■ OBJECTIVE
Turn the stretch from the start of the items through the line containing "top-left (0, 0), bottom-right (1024, 215)" into a numbered list, leaving out any blank lines.

(Saved entries)

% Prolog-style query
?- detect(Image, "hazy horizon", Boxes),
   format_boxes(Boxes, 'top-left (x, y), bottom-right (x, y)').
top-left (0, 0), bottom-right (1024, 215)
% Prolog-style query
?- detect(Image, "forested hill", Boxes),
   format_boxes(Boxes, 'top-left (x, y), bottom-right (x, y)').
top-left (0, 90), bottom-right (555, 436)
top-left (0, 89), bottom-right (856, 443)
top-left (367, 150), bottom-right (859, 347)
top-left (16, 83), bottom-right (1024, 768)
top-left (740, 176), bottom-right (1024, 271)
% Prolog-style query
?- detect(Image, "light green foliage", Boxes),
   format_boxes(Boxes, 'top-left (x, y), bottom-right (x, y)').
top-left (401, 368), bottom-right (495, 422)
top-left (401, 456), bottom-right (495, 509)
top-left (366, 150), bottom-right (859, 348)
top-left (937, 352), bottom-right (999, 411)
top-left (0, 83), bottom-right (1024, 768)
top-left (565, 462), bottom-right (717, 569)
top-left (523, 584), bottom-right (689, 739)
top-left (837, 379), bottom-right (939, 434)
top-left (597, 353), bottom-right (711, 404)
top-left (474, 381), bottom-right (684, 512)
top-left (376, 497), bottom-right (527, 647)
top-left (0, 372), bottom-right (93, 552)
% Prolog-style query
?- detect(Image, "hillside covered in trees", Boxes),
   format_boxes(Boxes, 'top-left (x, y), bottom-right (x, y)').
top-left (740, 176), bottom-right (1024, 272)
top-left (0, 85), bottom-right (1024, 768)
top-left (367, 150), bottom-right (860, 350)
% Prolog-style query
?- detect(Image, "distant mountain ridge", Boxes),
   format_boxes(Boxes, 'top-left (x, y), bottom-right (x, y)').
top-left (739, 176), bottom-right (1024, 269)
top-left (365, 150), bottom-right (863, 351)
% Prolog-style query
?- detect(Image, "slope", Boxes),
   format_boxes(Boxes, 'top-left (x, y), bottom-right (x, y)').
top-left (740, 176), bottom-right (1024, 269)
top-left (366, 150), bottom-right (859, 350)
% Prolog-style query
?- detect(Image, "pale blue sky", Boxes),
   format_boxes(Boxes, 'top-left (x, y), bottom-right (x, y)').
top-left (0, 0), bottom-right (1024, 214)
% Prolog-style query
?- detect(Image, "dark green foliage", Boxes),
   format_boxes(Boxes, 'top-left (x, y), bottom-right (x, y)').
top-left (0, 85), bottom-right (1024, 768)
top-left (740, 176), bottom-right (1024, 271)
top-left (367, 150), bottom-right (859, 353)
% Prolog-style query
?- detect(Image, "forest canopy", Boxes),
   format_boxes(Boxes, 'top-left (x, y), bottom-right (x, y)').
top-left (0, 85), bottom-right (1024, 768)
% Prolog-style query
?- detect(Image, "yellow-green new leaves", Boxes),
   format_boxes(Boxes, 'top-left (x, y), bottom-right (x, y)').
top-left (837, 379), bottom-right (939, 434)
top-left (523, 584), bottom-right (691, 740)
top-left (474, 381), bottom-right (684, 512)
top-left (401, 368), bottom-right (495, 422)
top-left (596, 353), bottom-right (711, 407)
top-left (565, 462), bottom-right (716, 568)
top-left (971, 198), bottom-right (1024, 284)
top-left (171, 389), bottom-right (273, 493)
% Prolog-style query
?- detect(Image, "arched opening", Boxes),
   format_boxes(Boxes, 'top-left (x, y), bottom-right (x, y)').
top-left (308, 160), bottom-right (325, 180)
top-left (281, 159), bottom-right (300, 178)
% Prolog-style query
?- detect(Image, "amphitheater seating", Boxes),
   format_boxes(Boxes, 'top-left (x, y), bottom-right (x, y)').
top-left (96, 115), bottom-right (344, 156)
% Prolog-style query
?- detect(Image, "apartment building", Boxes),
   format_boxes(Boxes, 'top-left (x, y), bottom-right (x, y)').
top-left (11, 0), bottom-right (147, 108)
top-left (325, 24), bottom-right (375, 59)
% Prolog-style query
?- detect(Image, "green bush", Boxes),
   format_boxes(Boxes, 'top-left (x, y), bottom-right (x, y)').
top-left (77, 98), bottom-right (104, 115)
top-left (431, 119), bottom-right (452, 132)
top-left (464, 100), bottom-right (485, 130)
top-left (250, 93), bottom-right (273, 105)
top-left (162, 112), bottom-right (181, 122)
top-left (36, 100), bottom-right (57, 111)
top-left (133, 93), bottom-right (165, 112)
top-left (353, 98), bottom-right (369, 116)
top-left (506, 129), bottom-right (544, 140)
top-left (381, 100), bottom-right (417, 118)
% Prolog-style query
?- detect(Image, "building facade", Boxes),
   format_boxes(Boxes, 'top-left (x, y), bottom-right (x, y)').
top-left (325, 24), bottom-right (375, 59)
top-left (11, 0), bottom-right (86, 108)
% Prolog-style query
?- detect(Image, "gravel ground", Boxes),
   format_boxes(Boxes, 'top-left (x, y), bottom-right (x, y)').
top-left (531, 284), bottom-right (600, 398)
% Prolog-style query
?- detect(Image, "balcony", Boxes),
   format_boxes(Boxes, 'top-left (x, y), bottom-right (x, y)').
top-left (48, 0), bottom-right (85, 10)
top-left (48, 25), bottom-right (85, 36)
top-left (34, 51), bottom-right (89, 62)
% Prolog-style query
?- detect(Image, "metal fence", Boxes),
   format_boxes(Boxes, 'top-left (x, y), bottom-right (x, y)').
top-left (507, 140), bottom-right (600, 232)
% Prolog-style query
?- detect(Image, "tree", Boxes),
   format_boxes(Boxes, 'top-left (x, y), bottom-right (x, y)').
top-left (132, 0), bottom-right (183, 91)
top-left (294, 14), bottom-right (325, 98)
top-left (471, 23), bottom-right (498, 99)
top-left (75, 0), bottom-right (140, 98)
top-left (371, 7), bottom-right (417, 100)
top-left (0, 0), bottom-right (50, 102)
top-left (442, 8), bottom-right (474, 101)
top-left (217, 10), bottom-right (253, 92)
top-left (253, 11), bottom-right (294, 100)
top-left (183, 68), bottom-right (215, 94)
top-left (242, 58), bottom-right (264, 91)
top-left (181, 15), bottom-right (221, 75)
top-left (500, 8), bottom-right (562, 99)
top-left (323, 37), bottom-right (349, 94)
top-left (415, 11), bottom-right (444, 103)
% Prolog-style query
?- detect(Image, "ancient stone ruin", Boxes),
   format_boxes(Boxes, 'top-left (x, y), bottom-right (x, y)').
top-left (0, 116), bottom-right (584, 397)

■ PROBLEM SOLUTION
1. % Prolog-style query
2. ?- detect(Image, "hazy horizon", Boxes),
3.    format_boxes(Boxes, 'top-left (x, y), bottom-right (x, y)').
4. top-left (0, 0), bottom-right (1024, 215)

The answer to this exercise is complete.